TASK DIRECTIONS:
Pick out every line in the material below that contains the string "blurred", and copy each of those lines in full.

Outline labeling records:
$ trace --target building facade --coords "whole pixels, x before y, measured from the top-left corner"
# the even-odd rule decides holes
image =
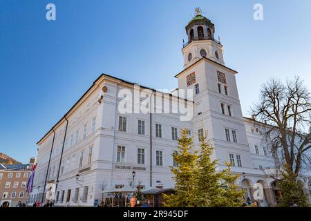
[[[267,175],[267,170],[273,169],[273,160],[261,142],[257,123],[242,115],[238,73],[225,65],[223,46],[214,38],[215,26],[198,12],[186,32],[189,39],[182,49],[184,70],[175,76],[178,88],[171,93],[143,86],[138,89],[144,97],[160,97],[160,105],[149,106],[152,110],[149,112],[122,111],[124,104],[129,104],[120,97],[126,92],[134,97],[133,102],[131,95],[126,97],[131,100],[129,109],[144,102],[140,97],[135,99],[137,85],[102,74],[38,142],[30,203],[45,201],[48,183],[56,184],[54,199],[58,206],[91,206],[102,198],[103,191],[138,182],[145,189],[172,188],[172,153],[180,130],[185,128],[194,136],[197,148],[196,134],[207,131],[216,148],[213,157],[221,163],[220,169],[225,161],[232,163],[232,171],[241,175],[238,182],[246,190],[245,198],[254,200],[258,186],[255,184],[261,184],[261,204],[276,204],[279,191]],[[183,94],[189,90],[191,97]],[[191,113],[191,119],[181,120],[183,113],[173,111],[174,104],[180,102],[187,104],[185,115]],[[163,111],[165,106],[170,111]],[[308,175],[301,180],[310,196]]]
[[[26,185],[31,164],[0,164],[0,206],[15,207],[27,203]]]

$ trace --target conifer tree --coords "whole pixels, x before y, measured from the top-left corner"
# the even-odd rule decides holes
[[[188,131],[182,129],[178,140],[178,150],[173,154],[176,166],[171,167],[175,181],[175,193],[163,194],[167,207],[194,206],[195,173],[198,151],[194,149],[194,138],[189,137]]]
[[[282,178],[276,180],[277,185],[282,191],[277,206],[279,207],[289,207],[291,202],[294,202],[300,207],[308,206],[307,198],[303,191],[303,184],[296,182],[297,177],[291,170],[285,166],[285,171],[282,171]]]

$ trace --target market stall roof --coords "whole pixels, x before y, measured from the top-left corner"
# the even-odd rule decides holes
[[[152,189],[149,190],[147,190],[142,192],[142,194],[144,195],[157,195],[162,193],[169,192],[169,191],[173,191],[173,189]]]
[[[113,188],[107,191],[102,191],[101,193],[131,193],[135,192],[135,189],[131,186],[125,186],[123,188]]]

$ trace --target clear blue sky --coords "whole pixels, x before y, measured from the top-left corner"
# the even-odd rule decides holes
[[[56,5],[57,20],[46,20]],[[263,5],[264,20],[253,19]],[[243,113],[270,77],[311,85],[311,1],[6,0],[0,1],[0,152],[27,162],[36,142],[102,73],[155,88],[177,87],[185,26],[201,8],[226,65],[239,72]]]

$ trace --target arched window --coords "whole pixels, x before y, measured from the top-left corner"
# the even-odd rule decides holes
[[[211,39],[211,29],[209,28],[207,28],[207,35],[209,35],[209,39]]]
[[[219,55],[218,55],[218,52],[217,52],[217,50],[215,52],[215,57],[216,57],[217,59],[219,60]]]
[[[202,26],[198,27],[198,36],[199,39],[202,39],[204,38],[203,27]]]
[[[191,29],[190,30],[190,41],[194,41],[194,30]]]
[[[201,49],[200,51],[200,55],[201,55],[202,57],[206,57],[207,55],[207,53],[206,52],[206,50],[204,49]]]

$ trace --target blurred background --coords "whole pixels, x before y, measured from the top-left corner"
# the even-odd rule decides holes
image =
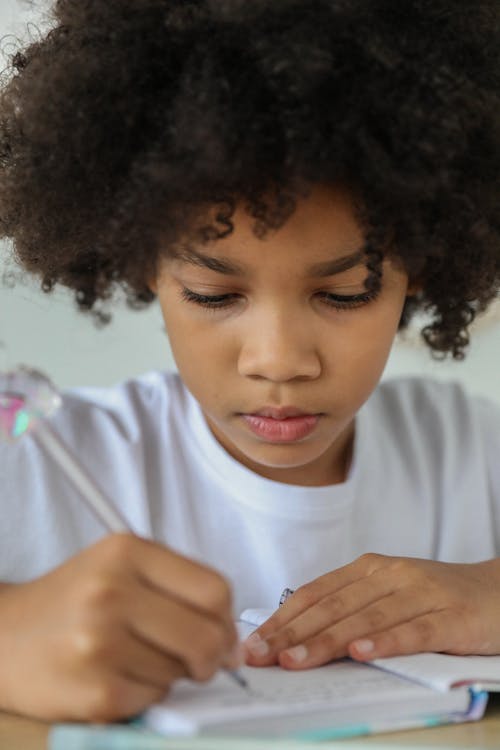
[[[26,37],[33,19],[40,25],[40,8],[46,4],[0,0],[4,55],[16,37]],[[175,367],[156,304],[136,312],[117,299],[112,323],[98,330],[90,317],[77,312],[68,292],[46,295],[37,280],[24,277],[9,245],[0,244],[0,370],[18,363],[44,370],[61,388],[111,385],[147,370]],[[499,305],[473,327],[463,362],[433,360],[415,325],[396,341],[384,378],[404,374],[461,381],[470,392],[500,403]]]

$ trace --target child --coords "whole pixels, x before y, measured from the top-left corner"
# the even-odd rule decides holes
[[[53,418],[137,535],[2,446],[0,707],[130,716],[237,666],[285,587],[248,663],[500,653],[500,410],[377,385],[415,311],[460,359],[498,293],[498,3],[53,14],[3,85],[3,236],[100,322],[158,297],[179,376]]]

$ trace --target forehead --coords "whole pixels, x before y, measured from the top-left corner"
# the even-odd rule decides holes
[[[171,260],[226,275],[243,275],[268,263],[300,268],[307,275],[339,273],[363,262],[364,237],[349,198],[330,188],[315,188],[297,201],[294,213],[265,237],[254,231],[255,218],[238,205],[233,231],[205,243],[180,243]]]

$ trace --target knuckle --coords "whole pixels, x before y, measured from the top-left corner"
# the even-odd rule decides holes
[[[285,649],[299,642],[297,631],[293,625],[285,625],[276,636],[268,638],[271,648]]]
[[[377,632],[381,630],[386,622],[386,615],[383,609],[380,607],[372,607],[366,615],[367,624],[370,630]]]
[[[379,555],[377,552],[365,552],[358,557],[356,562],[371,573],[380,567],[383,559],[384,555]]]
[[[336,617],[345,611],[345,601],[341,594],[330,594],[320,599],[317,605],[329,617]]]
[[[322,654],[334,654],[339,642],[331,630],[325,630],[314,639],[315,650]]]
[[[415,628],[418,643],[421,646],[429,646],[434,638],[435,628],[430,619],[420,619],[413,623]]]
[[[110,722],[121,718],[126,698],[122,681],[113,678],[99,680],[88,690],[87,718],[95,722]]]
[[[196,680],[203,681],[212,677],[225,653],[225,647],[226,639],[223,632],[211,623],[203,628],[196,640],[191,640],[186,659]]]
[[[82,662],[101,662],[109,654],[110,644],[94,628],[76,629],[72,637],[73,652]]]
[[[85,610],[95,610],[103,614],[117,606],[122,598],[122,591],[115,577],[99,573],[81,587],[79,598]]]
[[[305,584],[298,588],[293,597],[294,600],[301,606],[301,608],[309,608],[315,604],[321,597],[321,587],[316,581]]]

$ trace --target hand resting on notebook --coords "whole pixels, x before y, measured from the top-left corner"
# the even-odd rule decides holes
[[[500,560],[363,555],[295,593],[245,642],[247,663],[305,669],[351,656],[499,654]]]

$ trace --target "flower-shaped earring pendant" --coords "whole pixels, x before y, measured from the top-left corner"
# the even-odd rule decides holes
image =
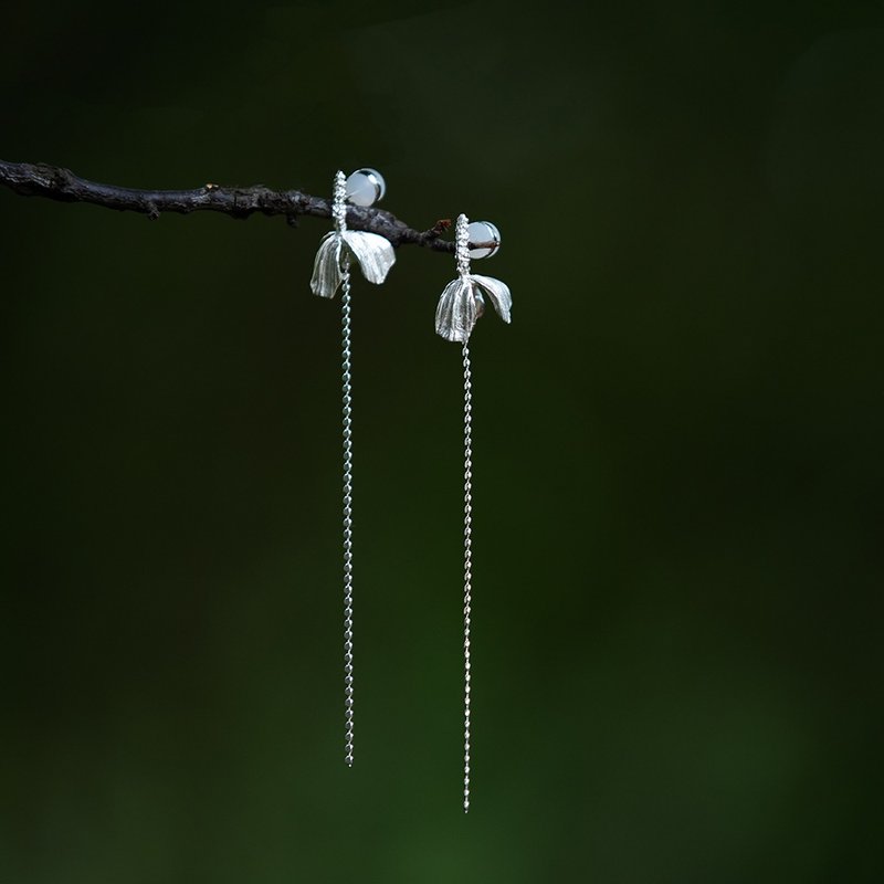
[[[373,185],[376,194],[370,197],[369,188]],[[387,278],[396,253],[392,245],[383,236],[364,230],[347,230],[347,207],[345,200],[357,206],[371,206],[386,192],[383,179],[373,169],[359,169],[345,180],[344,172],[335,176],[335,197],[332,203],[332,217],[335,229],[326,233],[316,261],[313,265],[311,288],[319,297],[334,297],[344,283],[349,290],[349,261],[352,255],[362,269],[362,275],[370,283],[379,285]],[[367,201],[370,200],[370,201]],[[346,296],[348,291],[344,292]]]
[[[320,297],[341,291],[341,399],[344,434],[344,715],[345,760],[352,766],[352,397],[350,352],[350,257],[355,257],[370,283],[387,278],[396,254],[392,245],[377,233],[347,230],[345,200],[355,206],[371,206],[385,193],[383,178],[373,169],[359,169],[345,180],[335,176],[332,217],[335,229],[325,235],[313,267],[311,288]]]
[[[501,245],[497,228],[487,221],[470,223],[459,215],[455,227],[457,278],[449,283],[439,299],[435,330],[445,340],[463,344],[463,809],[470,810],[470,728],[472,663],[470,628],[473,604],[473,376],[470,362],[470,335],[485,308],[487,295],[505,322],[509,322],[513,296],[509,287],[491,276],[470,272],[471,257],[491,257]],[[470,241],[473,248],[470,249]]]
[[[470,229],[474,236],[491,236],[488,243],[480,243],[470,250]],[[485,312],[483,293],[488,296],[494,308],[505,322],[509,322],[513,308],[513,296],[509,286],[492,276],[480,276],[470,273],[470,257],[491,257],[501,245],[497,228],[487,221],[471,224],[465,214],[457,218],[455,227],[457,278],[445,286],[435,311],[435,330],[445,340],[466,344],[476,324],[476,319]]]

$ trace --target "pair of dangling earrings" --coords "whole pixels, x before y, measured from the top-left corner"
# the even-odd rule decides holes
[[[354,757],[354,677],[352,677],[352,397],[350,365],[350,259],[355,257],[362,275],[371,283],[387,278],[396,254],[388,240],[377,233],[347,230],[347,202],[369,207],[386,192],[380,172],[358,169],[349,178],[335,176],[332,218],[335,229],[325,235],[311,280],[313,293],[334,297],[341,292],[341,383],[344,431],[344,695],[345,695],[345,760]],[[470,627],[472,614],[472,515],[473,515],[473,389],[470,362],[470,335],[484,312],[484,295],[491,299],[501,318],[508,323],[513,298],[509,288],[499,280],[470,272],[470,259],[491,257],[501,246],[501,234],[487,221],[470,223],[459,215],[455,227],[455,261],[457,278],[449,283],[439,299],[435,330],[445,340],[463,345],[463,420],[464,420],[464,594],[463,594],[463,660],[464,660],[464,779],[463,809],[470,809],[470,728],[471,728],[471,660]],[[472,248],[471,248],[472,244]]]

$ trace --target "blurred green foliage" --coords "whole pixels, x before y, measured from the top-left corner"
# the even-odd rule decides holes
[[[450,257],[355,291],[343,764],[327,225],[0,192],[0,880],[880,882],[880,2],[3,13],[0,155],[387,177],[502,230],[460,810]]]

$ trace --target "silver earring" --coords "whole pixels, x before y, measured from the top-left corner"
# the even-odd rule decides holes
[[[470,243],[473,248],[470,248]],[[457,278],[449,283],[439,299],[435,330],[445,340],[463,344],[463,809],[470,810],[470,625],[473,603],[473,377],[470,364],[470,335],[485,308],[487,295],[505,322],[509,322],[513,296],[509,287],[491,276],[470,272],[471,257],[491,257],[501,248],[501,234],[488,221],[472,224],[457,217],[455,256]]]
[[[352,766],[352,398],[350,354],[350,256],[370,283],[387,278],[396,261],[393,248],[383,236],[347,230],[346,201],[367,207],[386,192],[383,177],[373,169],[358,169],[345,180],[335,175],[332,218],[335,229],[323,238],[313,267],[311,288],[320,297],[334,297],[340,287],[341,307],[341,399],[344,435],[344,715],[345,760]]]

ANSWER TO THE PROBLEM:
$ trace --target blurred background --coords "whole pixels, x before y, measured from the top-left corner"
$ trace --target "blurred green foliage" --coords "whole pixels, x before y, measured from the top-left corner"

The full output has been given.